**Directions:**
Please output only the lines that run from the line containing "the concrete stadium" through the end of the material below, exactly.

**Task material:**
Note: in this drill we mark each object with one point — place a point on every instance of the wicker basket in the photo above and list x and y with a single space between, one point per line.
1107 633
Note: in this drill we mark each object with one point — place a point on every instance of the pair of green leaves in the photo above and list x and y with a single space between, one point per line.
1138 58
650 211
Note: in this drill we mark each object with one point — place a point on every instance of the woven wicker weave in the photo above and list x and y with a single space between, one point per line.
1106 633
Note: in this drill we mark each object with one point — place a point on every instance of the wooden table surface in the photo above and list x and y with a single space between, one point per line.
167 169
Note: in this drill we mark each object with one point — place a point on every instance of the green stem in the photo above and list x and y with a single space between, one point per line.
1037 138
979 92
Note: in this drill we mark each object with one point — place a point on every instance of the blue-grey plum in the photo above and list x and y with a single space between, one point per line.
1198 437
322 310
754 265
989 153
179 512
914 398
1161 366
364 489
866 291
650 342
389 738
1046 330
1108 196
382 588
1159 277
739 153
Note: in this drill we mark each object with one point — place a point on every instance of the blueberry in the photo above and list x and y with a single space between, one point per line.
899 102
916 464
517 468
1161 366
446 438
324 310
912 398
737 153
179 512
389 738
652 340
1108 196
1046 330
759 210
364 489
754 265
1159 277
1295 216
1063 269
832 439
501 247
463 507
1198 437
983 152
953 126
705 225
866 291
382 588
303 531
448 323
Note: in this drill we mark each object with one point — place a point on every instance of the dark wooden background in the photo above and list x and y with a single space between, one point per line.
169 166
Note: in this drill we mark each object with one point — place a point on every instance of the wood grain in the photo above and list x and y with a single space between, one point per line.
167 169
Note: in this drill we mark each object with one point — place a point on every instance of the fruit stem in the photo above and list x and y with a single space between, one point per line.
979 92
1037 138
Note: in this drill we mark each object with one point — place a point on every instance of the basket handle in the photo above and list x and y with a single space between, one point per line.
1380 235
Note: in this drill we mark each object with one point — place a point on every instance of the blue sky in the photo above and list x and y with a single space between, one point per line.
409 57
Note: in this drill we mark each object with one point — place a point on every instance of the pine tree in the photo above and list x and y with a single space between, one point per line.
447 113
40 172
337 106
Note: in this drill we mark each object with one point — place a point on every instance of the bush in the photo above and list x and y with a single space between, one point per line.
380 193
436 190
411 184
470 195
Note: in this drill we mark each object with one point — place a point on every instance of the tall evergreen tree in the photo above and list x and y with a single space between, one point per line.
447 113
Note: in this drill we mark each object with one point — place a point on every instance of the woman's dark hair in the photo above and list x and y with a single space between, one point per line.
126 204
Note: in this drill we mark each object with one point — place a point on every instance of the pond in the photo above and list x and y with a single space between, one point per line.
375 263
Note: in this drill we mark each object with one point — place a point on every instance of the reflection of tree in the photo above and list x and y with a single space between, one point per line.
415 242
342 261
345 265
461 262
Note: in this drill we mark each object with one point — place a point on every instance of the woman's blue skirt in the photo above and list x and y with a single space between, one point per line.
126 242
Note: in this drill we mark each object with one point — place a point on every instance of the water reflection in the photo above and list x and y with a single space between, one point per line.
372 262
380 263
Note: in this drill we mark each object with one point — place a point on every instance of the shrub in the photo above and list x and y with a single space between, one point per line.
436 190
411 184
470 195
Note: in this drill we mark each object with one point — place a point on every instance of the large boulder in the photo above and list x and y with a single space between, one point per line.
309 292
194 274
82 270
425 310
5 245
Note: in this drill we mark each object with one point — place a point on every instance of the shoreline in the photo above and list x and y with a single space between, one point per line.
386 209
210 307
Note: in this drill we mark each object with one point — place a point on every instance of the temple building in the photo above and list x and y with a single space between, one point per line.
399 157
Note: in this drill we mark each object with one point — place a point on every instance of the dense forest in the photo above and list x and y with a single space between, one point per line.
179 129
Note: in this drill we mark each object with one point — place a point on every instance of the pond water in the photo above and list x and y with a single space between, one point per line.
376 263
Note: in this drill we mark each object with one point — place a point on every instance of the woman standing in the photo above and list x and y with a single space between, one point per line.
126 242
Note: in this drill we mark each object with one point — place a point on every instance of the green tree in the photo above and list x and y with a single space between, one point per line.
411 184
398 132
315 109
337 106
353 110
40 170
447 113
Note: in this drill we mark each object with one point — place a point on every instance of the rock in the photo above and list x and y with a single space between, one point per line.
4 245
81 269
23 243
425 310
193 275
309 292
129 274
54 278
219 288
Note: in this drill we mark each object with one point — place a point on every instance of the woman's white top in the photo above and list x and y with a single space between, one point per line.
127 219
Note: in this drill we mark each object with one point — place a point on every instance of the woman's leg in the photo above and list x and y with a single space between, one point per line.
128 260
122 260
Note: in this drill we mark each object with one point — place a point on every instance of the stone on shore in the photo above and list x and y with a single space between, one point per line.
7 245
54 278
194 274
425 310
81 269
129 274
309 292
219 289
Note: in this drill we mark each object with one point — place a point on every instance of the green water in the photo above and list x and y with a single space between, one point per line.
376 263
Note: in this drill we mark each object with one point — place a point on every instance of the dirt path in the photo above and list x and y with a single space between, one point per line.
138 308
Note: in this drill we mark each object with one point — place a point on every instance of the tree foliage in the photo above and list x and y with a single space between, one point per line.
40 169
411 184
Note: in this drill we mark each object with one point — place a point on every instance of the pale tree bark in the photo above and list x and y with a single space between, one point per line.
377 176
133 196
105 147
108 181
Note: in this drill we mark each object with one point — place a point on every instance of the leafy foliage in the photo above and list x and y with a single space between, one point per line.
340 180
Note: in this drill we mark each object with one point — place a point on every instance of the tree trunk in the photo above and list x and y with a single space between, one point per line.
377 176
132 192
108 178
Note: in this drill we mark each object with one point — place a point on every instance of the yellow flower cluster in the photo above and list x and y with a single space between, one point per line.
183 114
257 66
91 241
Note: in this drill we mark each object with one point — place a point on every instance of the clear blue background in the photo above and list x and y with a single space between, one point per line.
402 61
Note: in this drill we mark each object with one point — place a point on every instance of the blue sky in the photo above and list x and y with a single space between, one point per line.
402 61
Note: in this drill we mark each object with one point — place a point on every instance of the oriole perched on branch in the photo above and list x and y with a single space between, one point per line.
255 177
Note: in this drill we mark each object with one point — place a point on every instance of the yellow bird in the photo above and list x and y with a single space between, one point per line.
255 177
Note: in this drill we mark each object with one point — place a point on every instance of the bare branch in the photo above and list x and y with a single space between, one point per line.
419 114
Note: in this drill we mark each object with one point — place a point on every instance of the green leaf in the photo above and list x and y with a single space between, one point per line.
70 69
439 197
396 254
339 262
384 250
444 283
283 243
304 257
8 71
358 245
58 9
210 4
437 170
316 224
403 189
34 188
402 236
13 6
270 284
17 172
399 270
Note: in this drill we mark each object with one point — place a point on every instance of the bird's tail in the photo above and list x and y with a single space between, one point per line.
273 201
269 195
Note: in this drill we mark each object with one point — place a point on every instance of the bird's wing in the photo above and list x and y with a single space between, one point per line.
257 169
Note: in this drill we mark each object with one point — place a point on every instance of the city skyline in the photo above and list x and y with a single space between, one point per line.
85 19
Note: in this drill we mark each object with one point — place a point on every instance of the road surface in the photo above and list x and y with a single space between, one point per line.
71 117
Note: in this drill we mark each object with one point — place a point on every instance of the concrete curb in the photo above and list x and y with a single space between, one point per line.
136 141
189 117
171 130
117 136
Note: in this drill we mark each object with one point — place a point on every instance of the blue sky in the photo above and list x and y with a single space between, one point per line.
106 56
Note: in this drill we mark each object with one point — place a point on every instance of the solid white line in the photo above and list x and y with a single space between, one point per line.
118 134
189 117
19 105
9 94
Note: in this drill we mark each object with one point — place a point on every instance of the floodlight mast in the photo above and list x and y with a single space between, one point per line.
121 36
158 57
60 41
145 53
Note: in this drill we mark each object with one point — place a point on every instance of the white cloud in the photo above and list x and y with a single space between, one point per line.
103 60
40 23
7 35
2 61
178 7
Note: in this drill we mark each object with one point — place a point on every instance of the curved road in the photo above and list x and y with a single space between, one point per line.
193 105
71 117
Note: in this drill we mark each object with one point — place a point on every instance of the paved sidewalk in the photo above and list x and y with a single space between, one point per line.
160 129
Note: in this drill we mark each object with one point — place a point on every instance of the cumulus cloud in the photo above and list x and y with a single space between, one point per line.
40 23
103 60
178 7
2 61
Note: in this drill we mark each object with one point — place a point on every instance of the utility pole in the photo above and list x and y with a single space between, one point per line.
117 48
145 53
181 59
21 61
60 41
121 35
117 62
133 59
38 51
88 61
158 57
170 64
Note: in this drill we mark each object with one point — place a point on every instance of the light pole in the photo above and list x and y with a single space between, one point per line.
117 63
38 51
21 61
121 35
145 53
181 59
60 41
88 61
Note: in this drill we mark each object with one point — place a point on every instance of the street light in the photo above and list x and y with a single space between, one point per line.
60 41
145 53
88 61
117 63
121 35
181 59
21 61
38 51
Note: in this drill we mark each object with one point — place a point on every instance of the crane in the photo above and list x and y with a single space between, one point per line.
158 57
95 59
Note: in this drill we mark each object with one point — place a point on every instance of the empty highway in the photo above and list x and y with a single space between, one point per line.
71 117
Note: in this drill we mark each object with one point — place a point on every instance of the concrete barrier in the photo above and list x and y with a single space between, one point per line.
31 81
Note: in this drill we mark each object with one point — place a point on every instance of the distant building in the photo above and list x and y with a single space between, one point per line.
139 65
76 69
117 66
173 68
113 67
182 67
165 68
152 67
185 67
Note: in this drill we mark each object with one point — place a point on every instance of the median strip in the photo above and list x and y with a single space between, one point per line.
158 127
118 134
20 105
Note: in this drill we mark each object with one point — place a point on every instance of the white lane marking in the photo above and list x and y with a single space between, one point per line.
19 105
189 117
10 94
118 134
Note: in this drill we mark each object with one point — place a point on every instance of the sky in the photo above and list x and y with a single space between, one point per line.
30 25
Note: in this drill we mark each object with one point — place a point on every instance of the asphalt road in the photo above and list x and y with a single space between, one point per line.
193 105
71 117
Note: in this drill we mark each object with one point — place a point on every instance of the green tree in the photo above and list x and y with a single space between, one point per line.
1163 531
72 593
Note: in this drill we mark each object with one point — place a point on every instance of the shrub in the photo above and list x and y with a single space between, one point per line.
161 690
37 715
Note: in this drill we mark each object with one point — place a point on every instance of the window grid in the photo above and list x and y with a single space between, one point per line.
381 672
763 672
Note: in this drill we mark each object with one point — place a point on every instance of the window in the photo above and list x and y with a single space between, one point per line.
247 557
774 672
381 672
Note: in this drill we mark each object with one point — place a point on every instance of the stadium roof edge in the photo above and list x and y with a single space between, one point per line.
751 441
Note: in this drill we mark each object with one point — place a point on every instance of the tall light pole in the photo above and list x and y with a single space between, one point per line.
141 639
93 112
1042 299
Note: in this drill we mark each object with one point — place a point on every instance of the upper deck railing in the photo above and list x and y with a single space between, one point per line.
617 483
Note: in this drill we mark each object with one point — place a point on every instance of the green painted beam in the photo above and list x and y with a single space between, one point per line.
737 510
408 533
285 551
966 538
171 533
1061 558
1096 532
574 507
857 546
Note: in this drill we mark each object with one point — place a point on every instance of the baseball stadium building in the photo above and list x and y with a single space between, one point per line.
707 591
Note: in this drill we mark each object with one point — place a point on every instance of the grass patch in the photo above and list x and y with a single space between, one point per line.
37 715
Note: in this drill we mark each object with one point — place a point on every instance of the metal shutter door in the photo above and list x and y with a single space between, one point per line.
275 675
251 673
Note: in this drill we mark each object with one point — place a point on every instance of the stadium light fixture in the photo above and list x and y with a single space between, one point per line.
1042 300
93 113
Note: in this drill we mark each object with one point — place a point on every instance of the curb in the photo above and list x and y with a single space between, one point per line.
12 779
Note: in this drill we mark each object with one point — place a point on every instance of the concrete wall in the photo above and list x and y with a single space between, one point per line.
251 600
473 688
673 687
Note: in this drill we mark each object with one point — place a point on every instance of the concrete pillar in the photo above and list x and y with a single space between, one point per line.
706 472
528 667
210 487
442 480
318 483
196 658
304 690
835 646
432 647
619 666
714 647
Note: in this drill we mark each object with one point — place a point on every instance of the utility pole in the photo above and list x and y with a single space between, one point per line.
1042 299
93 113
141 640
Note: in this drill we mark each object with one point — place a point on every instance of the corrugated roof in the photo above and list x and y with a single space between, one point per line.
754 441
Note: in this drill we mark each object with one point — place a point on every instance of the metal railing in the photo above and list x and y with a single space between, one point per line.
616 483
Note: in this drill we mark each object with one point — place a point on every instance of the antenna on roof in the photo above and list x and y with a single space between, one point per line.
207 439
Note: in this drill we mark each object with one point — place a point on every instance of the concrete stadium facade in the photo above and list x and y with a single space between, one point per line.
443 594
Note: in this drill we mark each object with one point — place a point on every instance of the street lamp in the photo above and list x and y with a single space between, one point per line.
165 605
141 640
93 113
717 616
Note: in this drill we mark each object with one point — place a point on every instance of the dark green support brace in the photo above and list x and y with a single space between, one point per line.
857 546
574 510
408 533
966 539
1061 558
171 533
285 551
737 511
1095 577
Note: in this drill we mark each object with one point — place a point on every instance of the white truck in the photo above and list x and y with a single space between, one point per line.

**Exercise result:**
Note: in this drill we mark each object with one point — place a point on every instance of the concrete stadium facade in the photo above and list x and y with a single space between, one point per line.
443 594
Note: in this drill we mark each object with one point — place a point on every instance of the street lamp in the photo above and list x and y with a single space between, one point per line.
165 605
141 640
93 113
717 616
Note: in this drill we mark each object with one point — place a point on every instance of the dark green support brace in the photo above and list x and y with a single space between, one point per line.
857 546
574 510
408 533
966 539
1061 558
171 533
285 551
737 511
1095 577
Note: in this drill we mark each object with one point — place a point on every instance of the white truck in the photo above and list x and y with a single space between, one point per line.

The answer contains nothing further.